- _Selected extract_
--- START ---

Of course, the term “typical Wolf School day” is kind of an oxymoron. With such an immersive model designed to adapt to so many individual learning styles, there is no such thing as a typical day. “There is no end point,” Johnson says of the school’s approach to curriculum. “It’s constantly evolving. We never know what to expect.” Esposito elaborates, explaining that the school’s model is not so much about learning a specific curriculum as it is about learning, period. “The kids are taught how to learn, how to deal with their differences,” she says. “They need to understand who they are as learners before they can begin to learn.”
After the inaugural 1999-2000 school year, Wolf grew by about a classroom a year until 2004, when it moved out of the JCC and into its current East Providence home. In 2005, it added the Pelson Center Gym and Sensory Arena. This unique facility allows students to more fully learn through movement. The gym and arena are designed to accommodate children who can be easily overwhelmed by environmental stimuli – it’s much quieter and more hospitable than the harsh, echoing spaces you might remember from your own school years. In those friendly confines, children who struggle with motor skills can practice things like “pillow polo” or engage in activities like the aforementioned rock wall math lesson.
At present, the Wolf School boasts its highest ever enrollment, with 55 students spread across eight classrooms ranging from kindergarten to eighth grade. Approximately a third of those students are more traditional private school enrollments (albeit with nontraditional needs); another third receive financial aid; and the final third are out-of-district enrollments: students from public schools that are not equipped to accommodate the child’s needs. Those enrollments are funded by the respective school districts.

--- END ---

- _Dataset records_

--- START ---

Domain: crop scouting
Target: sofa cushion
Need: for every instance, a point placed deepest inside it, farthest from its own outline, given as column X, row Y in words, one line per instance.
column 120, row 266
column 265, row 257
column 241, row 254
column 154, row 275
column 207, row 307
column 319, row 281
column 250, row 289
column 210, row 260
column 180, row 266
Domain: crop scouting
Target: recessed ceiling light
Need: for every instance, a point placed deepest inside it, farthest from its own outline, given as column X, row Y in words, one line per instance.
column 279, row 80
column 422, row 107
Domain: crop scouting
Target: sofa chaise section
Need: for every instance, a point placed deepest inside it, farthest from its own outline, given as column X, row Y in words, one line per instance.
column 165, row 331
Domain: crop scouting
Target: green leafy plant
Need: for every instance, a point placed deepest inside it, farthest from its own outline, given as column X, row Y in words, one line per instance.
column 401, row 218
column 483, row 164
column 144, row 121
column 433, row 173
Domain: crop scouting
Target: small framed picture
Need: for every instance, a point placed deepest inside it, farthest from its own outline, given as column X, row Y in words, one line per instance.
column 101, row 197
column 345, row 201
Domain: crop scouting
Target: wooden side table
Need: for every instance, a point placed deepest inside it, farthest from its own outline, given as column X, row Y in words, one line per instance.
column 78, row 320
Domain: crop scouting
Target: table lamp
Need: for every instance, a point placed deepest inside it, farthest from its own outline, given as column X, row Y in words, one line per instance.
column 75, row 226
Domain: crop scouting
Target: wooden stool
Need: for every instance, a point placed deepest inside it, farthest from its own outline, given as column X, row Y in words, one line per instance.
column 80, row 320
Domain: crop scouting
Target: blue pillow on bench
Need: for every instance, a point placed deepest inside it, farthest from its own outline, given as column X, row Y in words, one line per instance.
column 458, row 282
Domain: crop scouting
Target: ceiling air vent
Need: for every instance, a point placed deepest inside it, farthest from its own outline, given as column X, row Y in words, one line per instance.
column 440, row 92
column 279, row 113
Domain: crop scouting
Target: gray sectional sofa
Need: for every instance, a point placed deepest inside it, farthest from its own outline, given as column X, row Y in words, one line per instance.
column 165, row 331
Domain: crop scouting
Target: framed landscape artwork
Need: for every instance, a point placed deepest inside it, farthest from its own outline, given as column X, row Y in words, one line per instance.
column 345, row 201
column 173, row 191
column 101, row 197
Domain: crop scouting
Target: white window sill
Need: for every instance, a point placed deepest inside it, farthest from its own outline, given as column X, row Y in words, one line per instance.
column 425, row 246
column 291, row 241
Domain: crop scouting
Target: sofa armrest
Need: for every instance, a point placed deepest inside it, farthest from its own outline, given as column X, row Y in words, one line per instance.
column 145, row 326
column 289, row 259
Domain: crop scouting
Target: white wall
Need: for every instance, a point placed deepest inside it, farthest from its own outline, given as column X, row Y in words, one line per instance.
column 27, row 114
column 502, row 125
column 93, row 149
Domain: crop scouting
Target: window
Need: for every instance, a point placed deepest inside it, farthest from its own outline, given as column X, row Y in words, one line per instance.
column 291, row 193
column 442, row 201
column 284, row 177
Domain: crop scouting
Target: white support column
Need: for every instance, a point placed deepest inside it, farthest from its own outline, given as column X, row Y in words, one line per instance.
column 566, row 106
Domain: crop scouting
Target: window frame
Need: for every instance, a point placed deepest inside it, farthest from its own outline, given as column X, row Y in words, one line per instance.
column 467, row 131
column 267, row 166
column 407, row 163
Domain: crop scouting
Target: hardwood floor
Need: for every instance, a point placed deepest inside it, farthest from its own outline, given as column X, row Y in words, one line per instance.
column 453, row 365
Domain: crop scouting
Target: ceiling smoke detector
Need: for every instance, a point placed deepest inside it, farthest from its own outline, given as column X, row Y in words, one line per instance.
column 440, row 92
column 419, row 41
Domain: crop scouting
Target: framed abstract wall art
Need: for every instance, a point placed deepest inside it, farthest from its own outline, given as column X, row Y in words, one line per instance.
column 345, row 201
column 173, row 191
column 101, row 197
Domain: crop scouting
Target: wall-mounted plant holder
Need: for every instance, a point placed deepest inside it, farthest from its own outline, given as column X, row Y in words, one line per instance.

--- END ---

- _Assignment A_
According to the Wolf School text, how many students are currently enrolled, and across how many classrooms?
- _Assignment B_
Write the next passage of the Wolf School text, picking up after its final sentence.
The records are not required for the tasks that come after them.

- _Exercise result A_
55 students across eight classrooms.

- _Exercise result B_
Despite the adaptive curriculum, the Wolf School maintains rigorous stan- dards. It is accredited for special education and abides by Common Core. Teachers are given ample planning time to collaborate, compare notes, and address the unique and varied challenges of the student body. At any given time, teachers might be applying six or seven different approaches to reading so that no student is allowed to slip through the cracks. The end goal is to prepare students to move beyond the Wolf School and work towards, “whatever success means for them,” as Johnson puts it. They’ve had over 70 alumni successfully move on from the school. One graduated from a four-year college and may pursue a master’s in social work. Another is currently in a traditional high school and thinking about starting a business after graduation. Another is a volunteer firefighter and hoping to pursue it professionally. Still another arrived in third grade unable to tie his own shoes, and by eighth grade starred in the school play and was reading at grade level.
And then there is Ben Lorber. Despite his prediction that he would grow up to be “a stupid man,” Ben is in his second year at Bard College, studying Russian and pursuing journalism and human rights. He’s looking into an internship in Budapest, Hungary. Perhaps even more interesting is the ripple effect of his experience: his sister is now planning to become an occupational therapist. “I don’t think he’d be where he is today without Wolf,” Leslie says. “It’s a special place.”